(Exercise) Which lines below contain the word "rack"? Report each one in full.

(Provided entries)
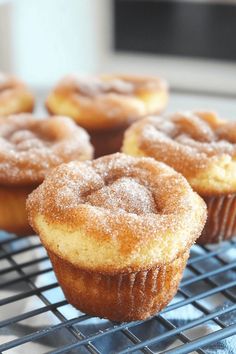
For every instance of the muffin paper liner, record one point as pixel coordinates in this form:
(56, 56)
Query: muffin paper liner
(221, 220)
(123, 296)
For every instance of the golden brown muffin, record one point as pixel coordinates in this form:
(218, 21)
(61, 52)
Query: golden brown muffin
(14, 96)
(106, 105)
(203, 148)
(118, 232)
(29, 148)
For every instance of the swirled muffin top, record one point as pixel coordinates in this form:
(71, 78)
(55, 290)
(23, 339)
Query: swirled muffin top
(116, 213)
(200, 145)
(29, 147)
(107, 101)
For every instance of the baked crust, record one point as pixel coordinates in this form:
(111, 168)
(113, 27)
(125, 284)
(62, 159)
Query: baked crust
(120, 297)
(197, 144)
(13, 216)
(221, 220)
(29, 147)
(116, 214)
(15, 97)
(108, 101)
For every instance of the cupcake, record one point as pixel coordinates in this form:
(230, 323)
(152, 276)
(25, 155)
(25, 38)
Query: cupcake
(106, 105)
(15, 97)
(118, 232)
(203, 148)
(29, 148)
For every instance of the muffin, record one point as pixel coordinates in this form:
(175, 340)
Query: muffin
(15, 97)
(29, 148)
(118, 232)
(203, 148)
(106, 105)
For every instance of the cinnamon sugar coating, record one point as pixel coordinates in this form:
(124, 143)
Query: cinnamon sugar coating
(190, 142)
(14, 96)
(107, 101)
(29, 147)
(116, 213)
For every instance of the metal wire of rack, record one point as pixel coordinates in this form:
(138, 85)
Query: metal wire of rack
(35, 317)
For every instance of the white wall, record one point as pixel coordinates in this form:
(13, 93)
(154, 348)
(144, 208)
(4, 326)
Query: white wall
(42, 40)
(50, 38)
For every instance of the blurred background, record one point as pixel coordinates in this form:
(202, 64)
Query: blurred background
(190, 43)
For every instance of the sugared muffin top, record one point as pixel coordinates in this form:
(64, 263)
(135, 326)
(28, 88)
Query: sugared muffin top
(29, 147)
(198, 144)
(116, 213)
(107, 101)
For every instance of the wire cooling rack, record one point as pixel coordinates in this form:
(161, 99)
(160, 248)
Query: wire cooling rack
(36, 318)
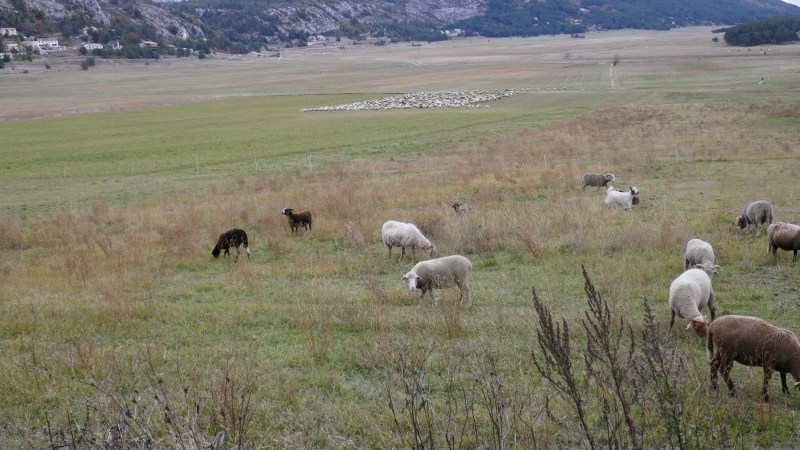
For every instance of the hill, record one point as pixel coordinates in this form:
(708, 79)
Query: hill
(240, 26)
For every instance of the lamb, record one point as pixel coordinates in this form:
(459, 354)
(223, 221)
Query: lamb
(698, 251)
(784, 236)
(297, 220)
(597, 180)
(688, 294)
(440, 273)
(626, 199)
(232, 238)
(756, 213)
(752, 342)
(461, 208)
(401, 234)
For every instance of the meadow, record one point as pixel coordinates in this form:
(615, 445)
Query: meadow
(119, 329)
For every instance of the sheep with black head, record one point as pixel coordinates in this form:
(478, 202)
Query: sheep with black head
(232, 238)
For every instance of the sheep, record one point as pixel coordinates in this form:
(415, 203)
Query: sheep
(597, 180)
(297, 220)
(688, 294)
(756, 213)
(440, 273)
(461, 208)
(752, 342)
(784, 236)
(231, 238)
(698, 251)
(626, 199)
(401, 234)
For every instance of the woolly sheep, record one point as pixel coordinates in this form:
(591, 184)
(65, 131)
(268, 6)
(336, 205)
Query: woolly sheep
(597, 180)
(752, 342)
(440, 273)
(784, 236)
(461, 208)
(688, 294)
(232, 238)
(401, 234)
(626, 199)
(297, 220)
(756, 213)
(698, 251)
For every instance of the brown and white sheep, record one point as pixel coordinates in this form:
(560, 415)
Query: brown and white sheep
(402, 234)
(755, 213)
(297, 220)
(626, 199)
(698, 252)
(688, 294)
(232, 238)
(784, 236)
(752, 342)
(440, 273)
(597, 180)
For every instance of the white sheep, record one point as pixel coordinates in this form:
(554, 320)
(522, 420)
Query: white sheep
(401, 234)
(698, 251)
(689, 293)
(784, 236)
(626, 199)
(755, 213)
(752, 342)
(440, 273)
(597, 180)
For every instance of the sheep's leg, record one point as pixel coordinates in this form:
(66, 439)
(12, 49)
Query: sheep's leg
(726, 364)
(714, 370)
(711, 306)
(767, 377)
(784, 387)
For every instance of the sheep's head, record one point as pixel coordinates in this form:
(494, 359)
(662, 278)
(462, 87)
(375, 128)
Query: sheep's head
(410, 279)
(699, 325)
(741, 222)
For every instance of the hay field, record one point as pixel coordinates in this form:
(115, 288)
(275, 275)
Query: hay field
(119, 329)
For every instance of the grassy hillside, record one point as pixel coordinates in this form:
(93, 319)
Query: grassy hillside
(118, 327)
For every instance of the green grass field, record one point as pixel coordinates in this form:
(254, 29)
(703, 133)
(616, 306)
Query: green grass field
(119, 329)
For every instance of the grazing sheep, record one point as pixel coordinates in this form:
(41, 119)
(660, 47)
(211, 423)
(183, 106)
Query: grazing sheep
(698, 251)
(597, 180)
(688, 294)
(626, 199)
(297, 220)
(232, 238)
(401, 234)
(440, 273)
(752, 342)
(784, 236)
(461, 208)
(756, 213)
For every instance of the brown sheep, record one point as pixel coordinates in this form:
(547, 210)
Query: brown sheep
(752, 342)
(231, 238)
(297, 220)
(784, 236)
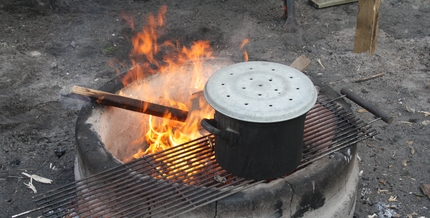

(Task response)
For every instance of the metal wire of rack, record one point as pixel coordinates in this form:
Query: metal wire of rack
For every instance of the wire cooling rack, record one point as pixel coordinates in this form:
Query: wire cooling rack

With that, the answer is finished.